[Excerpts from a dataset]
--------
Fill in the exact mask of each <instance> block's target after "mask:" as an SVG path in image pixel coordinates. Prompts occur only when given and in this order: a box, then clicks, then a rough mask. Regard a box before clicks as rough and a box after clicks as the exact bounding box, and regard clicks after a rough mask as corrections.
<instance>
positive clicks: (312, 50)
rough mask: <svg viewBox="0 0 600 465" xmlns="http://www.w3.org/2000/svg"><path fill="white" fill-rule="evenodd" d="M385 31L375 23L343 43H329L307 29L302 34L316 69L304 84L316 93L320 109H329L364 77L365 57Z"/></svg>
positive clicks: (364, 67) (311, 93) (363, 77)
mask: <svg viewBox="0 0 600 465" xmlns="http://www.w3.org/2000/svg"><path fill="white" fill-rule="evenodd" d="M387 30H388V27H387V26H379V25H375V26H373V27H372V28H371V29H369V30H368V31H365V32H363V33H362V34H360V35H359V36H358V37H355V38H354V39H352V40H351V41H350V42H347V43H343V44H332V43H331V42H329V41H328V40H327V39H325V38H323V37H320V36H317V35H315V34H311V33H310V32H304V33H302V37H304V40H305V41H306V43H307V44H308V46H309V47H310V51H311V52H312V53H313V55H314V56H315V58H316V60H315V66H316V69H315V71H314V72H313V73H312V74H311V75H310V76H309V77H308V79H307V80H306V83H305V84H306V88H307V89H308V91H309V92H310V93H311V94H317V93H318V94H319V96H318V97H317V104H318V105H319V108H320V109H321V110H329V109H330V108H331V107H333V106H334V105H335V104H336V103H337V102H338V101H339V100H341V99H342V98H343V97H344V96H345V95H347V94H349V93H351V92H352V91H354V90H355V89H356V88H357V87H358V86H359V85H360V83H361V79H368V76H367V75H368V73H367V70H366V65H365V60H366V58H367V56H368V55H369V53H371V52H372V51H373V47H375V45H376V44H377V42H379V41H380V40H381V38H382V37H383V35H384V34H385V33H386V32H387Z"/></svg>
--------
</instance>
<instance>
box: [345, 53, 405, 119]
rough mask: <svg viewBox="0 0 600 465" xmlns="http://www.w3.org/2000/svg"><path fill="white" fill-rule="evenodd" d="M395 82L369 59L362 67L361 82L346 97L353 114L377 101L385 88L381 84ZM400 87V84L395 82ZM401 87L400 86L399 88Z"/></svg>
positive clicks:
--------
Work order.
Both end lines included, restate word for word the lines above from the line with "Fill in the" to the line with "31L375 23L343 43H329L307", and nothing else.

Answer space.
Fill in the exact mask of each <instance> block's target after "mask:" as an SVG path in image pixel coordinates. Prompts occur only when given and in this order: a box, then clicks, then a rough mask. Regard a box before clicks as rough and a box after clicks as the exact bounding box, and regard clicks after a rough mask as corrections.
<instance>
positive clicks: (312, 50)
rough mask: <svg viewBox="0 0 600 465" xmlns="http://www.w3.org/2000/svg"><path fill="white" fill-rule="evenodd" d="M385 31L375 23L343 43H329L307 29L302 34L316 69L304 84L316 93L320 109H329L364 77L365 57Z"/></svg>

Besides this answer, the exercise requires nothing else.